━━ Dataset

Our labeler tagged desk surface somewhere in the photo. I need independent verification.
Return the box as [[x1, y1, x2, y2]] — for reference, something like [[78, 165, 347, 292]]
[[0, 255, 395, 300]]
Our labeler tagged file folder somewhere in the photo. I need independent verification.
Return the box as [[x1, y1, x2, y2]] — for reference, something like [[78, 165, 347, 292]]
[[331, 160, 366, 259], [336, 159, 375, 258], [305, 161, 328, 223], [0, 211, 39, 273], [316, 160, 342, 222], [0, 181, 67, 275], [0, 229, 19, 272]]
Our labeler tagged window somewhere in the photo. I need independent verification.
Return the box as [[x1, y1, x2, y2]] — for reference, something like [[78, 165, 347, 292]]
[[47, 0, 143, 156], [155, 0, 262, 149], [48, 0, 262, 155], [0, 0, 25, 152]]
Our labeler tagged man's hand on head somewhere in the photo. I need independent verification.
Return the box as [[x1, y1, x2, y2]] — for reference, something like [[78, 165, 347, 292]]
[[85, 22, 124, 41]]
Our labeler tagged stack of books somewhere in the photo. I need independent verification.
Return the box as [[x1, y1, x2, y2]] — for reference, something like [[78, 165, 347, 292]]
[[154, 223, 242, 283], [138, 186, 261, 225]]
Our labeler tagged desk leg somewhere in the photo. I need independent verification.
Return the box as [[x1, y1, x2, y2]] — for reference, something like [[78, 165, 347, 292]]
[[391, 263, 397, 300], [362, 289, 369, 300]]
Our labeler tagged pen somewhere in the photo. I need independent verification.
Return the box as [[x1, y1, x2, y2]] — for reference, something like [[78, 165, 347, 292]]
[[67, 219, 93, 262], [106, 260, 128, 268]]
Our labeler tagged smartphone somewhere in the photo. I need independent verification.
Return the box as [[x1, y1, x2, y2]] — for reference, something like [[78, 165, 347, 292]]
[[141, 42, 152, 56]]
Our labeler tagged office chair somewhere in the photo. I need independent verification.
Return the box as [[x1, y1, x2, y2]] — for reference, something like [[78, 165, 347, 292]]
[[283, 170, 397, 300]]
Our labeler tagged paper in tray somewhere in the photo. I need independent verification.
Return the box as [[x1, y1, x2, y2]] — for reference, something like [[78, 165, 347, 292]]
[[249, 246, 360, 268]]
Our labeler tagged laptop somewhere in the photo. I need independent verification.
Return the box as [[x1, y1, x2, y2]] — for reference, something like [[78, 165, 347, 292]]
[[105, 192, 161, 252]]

━━━━

> Do this
Rewrite every one of the entries above, swapping "labeler" for "annotator" wherever it appears and keeping everything else the same.

> Written answer
Our annotator tagged desk surface somewhere in the photo. I need independent verification.
Return the box as [[x1, y1, x2, y2]] — for reference, something like [[78, 165, 347, 292]]
[[0, 255, 395, 300]]
Our annotator tagged file folder somewhere in the photo. I need independent verification.
Return the box as [[x1, y1, x2, y2]] — for reference, something like [[78, 165, 347, 292]]
[[331, 160, 366, 259], [336, 159, 375, 258], [305, 161, 328, 223], [0, 211, 39, 273], [316, 160, 342, 222], [0, 181, 67, 275], [0, 229, 19, 272]]
Our annotator tagged window somewhere in the photo. I need independent verification.
Return the box as [[x1, y1, x2, y2]] — for reference, something like [[78, 165, 347, 292]]
[[47, 0, 143, 156], [155, 0, 262, 149], [48, 0, 262, 155], [0, 0, 25, 152]]
Our annotator tagged man's hand on head somewhere in the photo. I need independent verification.
Return the box as [[x1, y1, x2, y2]] — for reference, something like [[78, 165, 347, 292]]
[[85, 22, 124, 41]]
Our annotator tagged stack of books somewhere in the photo. I need independent verification.
Return the box as [[x1, y1, x2, y2]] — for reference, something like [[78, 165, 347, 292]]
[[154, 223, 242, 283], [138, 186, 261, 225]]
Our annotator tagged desk leg somewhere in the photo. I need independent verification.
Return the box as [[x1, y1, x2, y2]] — for reference, something like [[78, 165, 347, 292]]
[[391, 263, 397, 300], [362, 289, 369, 300]]
Our annotator tagged pen somewhere in the photo. I need independent verification.
Return the box as [[x1, y1, x2, y2]] — for reference, something like [[78, 165, 347, 292]]
[[67, 219, 93, 262], [106, 260, 128, 268]]
Our annotator tagged smartphone somewhere in the photo. I need independent verification.
Return the box as [[x1, y1, x2, y2]] — for reference, something like [[78, 165, 347, 292]]
[[141, 42, 152, 56]]
Our annotator tagged office chair somewhere in the photo. I need independent verification.
Return the box as [[x1, y1, x2, y2]] — for reference, something like [[78, 165, 347, 292]]
[[283, 170, 397, 300]]
Our annotator tagged paper in tray somewhere in the photo. I need independent verification.
Return the box as [[x1, y1, x2, y2]] — for reference, something like [[78, 165, 347, 292]]
[[249, 246, 360, 268]]
Our annotator tagged laptop somewhere in the photo. I need independent verification.
Return the box as [[x1, y1, x2, y2]] — for reference, something like [[78, 165, 347, 292]]
[[105, 192, 161, 252]]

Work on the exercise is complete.